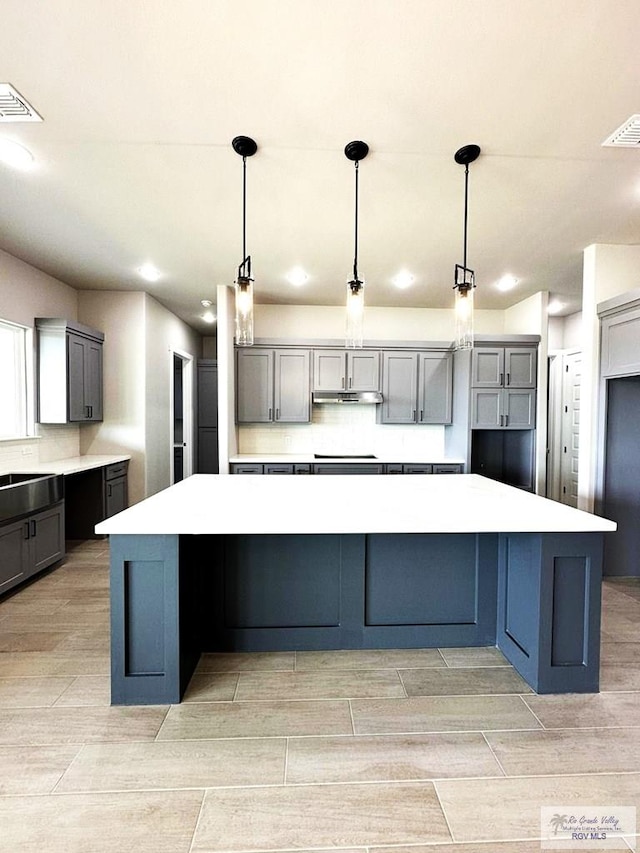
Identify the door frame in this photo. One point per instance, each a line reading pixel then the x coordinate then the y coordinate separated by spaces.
pixel 555 361
pixel 187 361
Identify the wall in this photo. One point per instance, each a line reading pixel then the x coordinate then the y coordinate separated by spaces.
pixel 164 334
pixel 27 293
pixel 609 270
pixel 121 317
pixel 403 324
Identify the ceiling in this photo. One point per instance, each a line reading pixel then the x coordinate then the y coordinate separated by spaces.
pixel 141 100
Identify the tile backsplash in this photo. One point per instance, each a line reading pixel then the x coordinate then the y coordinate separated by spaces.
pixel 339 429
pixel 52 442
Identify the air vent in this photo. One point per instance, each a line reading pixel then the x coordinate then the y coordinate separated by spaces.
pixel 13 107
pixel 627 135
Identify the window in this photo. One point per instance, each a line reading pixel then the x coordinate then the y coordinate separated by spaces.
pixel 15 408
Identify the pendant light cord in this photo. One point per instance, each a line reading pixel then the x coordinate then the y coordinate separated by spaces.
pixel 355 255
pixel 244 270
pixel 466 203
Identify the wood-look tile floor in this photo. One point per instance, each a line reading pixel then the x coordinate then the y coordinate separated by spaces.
pixel 397 751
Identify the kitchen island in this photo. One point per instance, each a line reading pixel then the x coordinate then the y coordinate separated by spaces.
pixel 219 563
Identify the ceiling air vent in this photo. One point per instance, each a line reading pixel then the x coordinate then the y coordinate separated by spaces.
pixel 627 135
pixel 13 107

■ OBJECTIVE: Reproduce all of the material above with every occurrence of "in this photo" changed to "in this image" and nothing else altered. Omit the pictures from your answer.

■ THE OUTPUT:
Identify the door frame in this image. One point per instance, each a line reading pixel then the x coordinate then the y coordinate separated by spaces.
pixel 555 361
pixel 187 361
Identify the wall in this image. One point per instance, each a line reading pixel then the x coordinate then the y coordinate separated by spaces.
pixel 164 334
pixel 27 293
pixel 609 270
pixel 121 317
pixel 403 324
Identify the ceiling in this image. One point per instance, each a line reading pixel then the x coordinate then the y coordinate separated by spaces.
pixel 141 100
Identify the tile backsplash in this image. One point per instance, each a line reading pixel then the x coordinate then the y coordinate separated by spaces.
pixel 339 429
pixel 52 442
Identify the air vent in this image. One point per instance, each a line reading pixel then the x coordinate then the y coordinate separated by spaces.
pixel 13 107
pixel 627 135
Identify the window in this image. One point per instance, each a line reading pixel then the x coordinate then the y coordinate separated by spaces.
pixel 15 408
Identify the pendant light cord in this image. One point per instance, each a line reading pixel then the x coordinate then the y coordinate separated by spaces.
pixel 355 255
pixel 244 270
pixel 466 203
Identify the wood-look tile floor in this image. One point per instance, each a line reading pixel then the x coordinate then the y coordinate separated by spaces.
pixel 397 751
Identify the kitchen island in this image. One point per instance, each a line reading pixel then the x coordinate then the y coordinate separated by spaces.
pixel 219 563
Identify the ceiling air vent in this image. One point per instance, each a line reading pixel then the x coordinate then the y coordinate separated by spaces.
pixel 627 135
pixel 13 107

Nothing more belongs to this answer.